Usually we apply this inequality to functions \(g\in M^{+}\) with some kind of monotonicity.

Recall the definition of the lower and upper Boyd indices \(\alpha_{E}\) and \(\beta_{E}\). Let \(g_{u}(t)=g(t/u)\) where \(g\in M^{+}\), and let

$$h_{E}(u)=\sup \biggl\{ \frac{\rho_{E}(g^{\ast}_{u})}{\rho_{E}(g^{\ast})}: g\in M^{+} \biggr\} , \quad u>0, $$

be the dilation function generated by \(\rho_{E}\). Suppose that it is finite. Then

$$\alpha_{E}:=\sup_{0< t< 1} \frac{\log h_{E}(t)}{\log t} \quad\mbox{and}\quad \beta _{E}:=\inf_{1< t< \infty} \frac{\log h_{E}(t)}{\log t}. $$

The function \(h_{E}\) is sub-multiplicative, increasing, \(h_{E}(1)=1\), \(h_{E}(u) h_{E}(1/u)\geq1\) hence \(0\leq\alpha _{E}\leq\beta_{E}\). We suppose that \(0<\alpha_{E}=\beta_{E}\leq1\) and \(g^{\ast \ast}(\infty)=0\).

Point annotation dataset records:
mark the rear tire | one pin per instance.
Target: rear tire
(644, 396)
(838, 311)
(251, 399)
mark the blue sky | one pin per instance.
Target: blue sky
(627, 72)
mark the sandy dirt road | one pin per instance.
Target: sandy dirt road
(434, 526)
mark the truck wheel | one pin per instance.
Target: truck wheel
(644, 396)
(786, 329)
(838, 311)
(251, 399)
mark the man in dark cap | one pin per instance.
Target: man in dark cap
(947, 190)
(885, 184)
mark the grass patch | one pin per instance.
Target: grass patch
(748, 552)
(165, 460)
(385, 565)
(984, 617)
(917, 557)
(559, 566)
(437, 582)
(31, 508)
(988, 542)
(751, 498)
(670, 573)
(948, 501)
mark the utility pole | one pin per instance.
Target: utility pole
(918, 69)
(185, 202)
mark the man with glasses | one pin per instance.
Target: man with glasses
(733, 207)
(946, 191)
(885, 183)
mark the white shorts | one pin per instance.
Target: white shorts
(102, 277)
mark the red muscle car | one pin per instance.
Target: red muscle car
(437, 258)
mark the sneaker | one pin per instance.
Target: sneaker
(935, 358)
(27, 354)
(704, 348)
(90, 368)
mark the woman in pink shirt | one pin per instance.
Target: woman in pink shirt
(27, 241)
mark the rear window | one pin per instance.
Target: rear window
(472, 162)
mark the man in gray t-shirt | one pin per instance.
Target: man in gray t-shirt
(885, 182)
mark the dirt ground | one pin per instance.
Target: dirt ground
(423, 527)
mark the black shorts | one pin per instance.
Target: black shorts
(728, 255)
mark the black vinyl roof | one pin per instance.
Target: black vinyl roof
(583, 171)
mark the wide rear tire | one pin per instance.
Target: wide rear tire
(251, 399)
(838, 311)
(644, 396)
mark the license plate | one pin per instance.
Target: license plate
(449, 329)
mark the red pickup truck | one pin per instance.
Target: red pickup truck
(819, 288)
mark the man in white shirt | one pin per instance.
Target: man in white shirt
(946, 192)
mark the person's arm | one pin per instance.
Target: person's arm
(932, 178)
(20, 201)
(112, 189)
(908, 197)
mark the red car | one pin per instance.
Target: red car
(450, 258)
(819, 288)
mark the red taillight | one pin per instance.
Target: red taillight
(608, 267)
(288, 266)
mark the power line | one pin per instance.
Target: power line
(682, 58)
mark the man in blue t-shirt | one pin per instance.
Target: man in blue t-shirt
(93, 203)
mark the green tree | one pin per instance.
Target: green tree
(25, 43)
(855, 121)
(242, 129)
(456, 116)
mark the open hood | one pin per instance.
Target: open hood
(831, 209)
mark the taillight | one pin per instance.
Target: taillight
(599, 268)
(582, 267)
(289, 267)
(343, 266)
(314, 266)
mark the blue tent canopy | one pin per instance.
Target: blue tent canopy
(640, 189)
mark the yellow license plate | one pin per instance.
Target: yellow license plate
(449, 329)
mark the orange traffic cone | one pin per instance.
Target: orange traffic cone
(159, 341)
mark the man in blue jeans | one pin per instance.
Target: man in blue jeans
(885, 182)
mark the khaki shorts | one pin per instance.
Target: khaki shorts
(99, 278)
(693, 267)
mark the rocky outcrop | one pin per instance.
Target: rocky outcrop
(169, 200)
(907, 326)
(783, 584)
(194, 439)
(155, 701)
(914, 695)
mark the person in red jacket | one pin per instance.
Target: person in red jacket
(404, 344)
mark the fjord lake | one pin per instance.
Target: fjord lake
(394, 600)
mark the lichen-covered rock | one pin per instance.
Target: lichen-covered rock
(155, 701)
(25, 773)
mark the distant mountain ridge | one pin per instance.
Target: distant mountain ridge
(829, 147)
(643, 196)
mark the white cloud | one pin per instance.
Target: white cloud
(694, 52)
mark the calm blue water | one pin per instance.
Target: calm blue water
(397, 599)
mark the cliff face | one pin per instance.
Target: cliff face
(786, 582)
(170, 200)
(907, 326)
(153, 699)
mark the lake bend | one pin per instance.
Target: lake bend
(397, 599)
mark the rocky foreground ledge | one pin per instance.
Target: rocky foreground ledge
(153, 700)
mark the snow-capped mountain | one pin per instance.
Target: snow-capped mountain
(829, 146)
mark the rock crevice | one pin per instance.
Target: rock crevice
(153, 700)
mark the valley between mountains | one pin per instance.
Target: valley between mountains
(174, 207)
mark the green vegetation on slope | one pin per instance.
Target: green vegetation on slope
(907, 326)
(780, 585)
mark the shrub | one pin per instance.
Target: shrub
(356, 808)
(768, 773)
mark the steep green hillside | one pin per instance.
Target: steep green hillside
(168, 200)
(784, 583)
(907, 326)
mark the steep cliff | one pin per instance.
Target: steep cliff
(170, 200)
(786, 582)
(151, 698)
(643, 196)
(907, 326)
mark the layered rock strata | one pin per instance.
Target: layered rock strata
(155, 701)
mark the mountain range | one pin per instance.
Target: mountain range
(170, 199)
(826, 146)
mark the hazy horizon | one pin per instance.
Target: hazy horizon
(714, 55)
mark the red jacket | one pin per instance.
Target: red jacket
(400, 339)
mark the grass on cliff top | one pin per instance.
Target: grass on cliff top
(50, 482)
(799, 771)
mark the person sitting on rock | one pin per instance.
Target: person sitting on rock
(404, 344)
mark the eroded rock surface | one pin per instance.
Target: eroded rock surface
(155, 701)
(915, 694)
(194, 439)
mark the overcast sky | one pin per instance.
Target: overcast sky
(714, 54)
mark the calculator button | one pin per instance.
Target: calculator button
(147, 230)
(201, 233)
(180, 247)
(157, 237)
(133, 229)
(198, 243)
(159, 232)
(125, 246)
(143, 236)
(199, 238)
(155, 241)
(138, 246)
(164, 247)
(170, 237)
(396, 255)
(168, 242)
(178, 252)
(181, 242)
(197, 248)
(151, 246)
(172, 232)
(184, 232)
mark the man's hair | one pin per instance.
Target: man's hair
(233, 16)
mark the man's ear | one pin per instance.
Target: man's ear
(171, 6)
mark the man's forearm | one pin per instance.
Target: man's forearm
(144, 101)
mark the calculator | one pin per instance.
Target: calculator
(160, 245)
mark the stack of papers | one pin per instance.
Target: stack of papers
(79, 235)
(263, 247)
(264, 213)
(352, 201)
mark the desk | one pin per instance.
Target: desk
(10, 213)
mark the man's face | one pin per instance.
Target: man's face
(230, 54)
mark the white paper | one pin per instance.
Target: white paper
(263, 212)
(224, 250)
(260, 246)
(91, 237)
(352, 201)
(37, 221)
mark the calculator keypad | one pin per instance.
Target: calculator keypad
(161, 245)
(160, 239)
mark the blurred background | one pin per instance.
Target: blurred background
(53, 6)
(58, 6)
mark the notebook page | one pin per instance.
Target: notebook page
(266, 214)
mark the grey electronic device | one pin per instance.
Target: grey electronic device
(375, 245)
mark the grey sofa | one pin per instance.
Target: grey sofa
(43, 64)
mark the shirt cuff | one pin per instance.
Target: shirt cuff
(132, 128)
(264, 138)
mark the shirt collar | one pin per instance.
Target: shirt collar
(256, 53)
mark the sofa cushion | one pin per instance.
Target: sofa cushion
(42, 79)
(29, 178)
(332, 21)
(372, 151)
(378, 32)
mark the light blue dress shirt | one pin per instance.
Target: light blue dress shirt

YOUR TASKS
- A) In the Boyd indices passage, what is the function h_E called?
- B) List every property of the function h_E that the Boyd indices passage gives.

TASK SOLUTIONS
- A) The dilation function generated by ρ_E.

- B)
- It is sub-multiplicative.
- It is increasing.
- h_E(1) = 1
- h_E(u) h_E(1/u) ≥ 1